- [Job]
Lay out the listing below as a Markdown table with the columns Row and Listing line. Start at its first line and end at the line containing "[(54, 164)]". Skip blank lines and leave any pictures out.

- [Listing]

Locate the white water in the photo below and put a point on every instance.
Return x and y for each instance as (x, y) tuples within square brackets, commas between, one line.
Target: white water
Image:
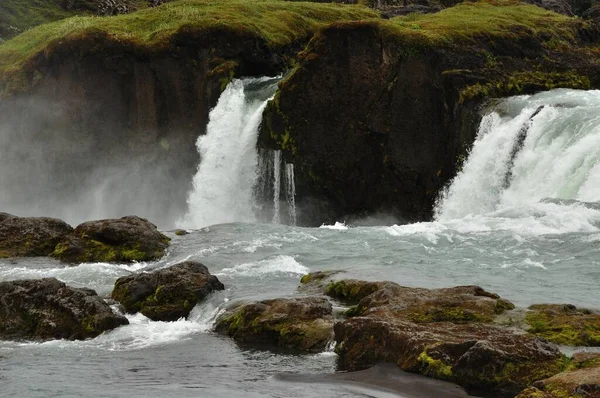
[(290, 192), (223, 186), (559, 160), (276, 185)]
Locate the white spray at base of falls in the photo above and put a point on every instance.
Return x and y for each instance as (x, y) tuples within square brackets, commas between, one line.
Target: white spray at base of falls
[(558, 160), (223, 186)]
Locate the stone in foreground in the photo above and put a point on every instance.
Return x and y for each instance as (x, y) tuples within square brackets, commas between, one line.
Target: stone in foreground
[(46, 309), (442, 333), (299, 323), (564, 324), (126, 239), (167, 294), (30, 236)]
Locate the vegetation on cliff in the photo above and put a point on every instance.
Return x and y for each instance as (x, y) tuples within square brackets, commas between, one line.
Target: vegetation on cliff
[(276, 23)]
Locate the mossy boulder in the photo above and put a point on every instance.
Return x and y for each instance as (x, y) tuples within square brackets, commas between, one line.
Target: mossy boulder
[(456, 304), (30, 236), (304, 323), (167, 294), (445, 333), (422, 80), (564, 324), (576, 383), (46, 309), (126, 239)]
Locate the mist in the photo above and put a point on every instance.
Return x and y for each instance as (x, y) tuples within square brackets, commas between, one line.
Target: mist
[(54, 164)]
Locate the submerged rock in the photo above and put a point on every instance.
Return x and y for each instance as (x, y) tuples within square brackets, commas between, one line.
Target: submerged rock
[(300, 323), (167, 294), (30, 236), (125, 239), (573, 383), (47, 309), (456, 304), (564, 324), (442, 333)]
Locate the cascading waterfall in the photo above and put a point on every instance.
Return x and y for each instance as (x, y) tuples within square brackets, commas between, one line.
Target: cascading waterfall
[(276, 188), (290, 192), (223, 185), (530, 148), (276, 185)]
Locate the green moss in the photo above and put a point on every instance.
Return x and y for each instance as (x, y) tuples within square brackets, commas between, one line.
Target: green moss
[(524, 83), (434, 367), (471, 22), (350, 291), (565, 325), (448, 314), (276, 23)]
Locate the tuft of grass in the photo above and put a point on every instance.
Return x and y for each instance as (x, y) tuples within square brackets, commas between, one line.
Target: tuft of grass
[(277, 22), (486, 19)]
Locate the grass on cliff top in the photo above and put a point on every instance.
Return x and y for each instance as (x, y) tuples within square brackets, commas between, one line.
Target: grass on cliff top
[(278, 22), (486, 19)]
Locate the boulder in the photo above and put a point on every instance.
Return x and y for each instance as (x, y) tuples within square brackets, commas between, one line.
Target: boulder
[(584, 382), (388, 299), (125, 239), (167, 294), (303, 323), (30, 236), (442, 333), (564, 324), (47, 309)]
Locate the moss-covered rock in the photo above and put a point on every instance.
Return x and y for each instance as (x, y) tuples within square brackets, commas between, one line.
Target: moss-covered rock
[(564, 324), (126, 239), (167, 294), (30, 236), (578, 383), (458, 304), (422, 80), (47, 309), (298, 323)]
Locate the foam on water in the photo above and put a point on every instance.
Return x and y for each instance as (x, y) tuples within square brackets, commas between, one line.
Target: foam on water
[(340, 226), (97, 276), (262, 268)]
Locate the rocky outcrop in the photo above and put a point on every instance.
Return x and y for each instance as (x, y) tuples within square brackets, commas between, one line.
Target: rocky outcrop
[(30, 236), (118, 107), (125, 239), (442, 333), (48, 309), (299, 323), (421, 83), (564, 324), (581, 380), (167, 294)]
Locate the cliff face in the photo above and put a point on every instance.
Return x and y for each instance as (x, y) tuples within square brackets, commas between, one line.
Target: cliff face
[(99, 116), (115, 128), (376, 121)]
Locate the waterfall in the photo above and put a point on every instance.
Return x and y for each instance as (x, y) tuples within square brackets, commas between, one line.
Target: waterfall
[(276, 189), (276, 185), (290, 192), (528, 149), (223, 185)]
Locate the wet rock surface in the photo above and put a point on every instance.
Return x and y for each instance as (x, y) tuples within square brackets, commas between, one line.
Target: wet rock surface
[(126, 239), (564, 324), (167, 294), (298, 323), (47, 309), (30, 236)]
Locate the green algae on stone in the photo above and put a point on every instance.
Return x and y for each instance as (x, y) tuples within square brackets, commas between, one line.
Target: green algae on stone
[(564, 324), (303, 323)]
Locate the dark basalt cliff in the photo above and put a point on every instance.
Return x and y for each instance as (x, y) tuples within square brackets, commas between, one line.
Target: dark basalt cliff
[(378, 116), (107, 114)]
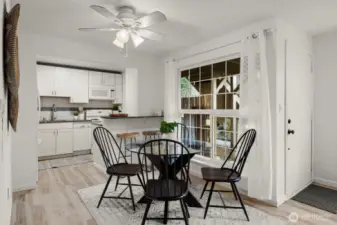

- [Response to this task]
| Row | Listing line |
|---|---|
| 1 | Locate the white water in the photo below and put a point on every instance. |
| 2 | Return x and y for each instance as (x, y) tuples within square brackets, commas between, one line. |
| 3 | Target: white water |
| 4 | Image: |
| 5 | [(290, 192), (223, 186), (559, 160), (276, 185)] |
| 6 | Locate the white spray at base of falls in the photo above and put a point on every instance. |
| 7 | Return x and y for each instance as (x, y) tuples within square brackets, commas between, one line. |
| 8 | Target: white spray at base of falls |
| 9 | [(558, 160), (223, 186)] |
| 10 | Locate the stone in foreground in the photo above and put a point on every instance. |
| 11 | Return x and y for each instance as (x, y) tuples within square brackets, commas between, one line. |
| 12 | Target: stone in foreground |
| 13 | [(46, 309), (442, 333), (299, 323), (564, 324), (126, 239), (167, 294), (30, 236)] |
| 14 | Locate the vegetation on cliff in the photo above and put a point on every instance. |
| 15 | Return x and y for each instance as (x, y) tuples within square brackets, commas between, one line. |
| 16 | Target: vegetation on cliff |
| 17 | [(276, 23)] |
| 18 | Locate the mossy boulder in the photo above and put a point on every instance. |
| 19 | Return x and y for each instance as (x, y) tuples within square brackets, commas between, one line. |
| 20 | Target: mossy boulder |
| 21 | [(456, 304), (30, 236), (304, 323), (167, 294), (445, 333), (422, 80), (564, 324), (576, 383), (46, 309), (126, 239)] |
| 22 | Locate the mist in the photo above and put a point on every instance. |
| 23 | Return x and y for each instance as (x, y) tuples within square brackets, commas between, one line. |
| 24 | Target: mist |
| 25 | [(54, 164)] |